### ВЫБРАННЫЙ ФРАГМЕНТ
⟨

Чичибабин мучительно переживал отъезд из Харькова своих друзей – и благословлял их бегство:
Дай вам Бог с корней до крон
без беды в отрыв собраться.
Уходящему – поклон.
Остающемуся – братство.
Вспоминайте наш снежок
посреди чужого жара.
Уходящему – рожок.
Остающемуся – кара.
Всяка доля по уму:
и хорошая, и злая.
Уходящего – пойму.
Остающегося – знаю.
Край души, больная Русь, –
перезвонность, первозданность
(с уходящим – помирюсь,
с остающимся – останусь) –
дай нам, вьюжен и ледов,
безрассуден и непомнящ,
уходящему – любовь,
остающемуся – помощь.
Тот, кто слаб, и тот, кто крут,
выбирает каждый между:
уходящий – меч и труд,
остающийся – надежду.
Но в конце пути сияй,
по заветам Саваофа,
уходящему – Синай,
остающимся – Голгофа.
Я устал рубить с плеча,
мерить временным безмерность.
Уходящему – печаль,
остающемуся – верность.
Благословение борется здесь с горечью, с мыслью о России, оставленной ее сынами. Равновесие неустойчиво, и в другом стихотворении горечь вырвалась на первое место. Хотя по-прежнему – без ненависти к уезжающим. Только с болью:
…Броня державного кордона
как решето.

⟩

### СТРОКИ ДАННЫХ
⟨

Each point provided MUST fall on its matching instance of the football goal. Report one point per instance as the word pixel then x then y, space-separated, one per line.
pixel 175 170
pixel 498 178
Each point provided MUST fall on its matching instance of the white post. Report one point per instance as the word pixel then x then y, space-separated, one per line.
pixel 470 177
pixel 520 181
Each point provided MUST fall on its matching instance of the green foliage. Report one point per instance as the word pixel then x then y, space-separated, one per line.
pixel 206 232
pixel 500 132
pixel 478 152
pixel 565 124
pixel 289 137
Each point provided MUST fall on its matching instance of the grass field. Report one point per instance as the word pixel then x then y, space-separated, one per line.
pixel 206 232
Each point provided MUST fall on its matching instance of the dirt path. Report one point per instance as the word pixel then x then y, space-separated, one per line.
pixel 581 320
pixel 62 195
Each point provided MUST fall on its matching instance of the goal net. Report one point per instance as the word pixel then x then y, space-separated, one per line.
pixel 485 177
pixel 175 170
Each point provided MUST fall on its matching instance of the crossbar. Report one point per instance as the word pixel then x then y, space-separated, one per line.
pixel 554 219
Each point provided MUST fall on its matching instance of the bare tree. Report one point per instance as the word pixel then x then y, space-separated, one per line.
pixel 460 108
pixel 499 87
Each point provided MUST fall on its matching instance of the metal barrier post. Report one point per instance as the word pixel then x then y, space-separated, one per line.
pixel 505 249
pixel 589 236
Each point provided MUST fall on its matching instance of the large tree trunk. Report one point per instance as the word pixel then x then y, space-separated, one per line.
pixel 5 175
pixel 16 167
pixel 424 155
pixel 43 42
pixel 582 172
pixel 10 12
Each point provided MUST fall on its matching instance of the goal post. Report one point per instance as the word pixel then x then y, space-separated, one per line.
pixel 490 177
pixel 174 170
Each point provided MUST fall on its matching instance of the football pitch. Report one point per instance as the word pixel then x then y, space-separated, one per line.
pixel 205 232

⟩

### КОРОТКОЕ ЗАДАНИЕ 1
Перепишите из фрагмента о Чичибабине всё, начиная со слов «Остающемуся – братство.» и вниз до слов «Остающегося – знаю.» включительно.
### КОРОТКОЕ ЗАДАНИЕ 2
Ответьте по фрагменту о Чичибабине:
(a) Из какого города уезжали друзья Чичибабина?
(b) Что в стихотворении обещано остающимся в той же строфе, где уходящему обещан Синай?
(c) С чем, по словам фрагмента, борется в стихотворении благословение?

### ОТВЕТ 1
Остающемуся – братство.
Вспоминайте наш снежок
посреди чужого жара.
Уходящему – рожок.
Остающемуся – кара.
Всяка доля по уму:
и хорошая, и злая.
Уходящего – пойму.
Остающегося – знаю.

### ОТВЕТ 2
(a) Из Харькова.
(b) Голгофа.
(c) С горечью, с мыслью о России, оставленной ее сынами.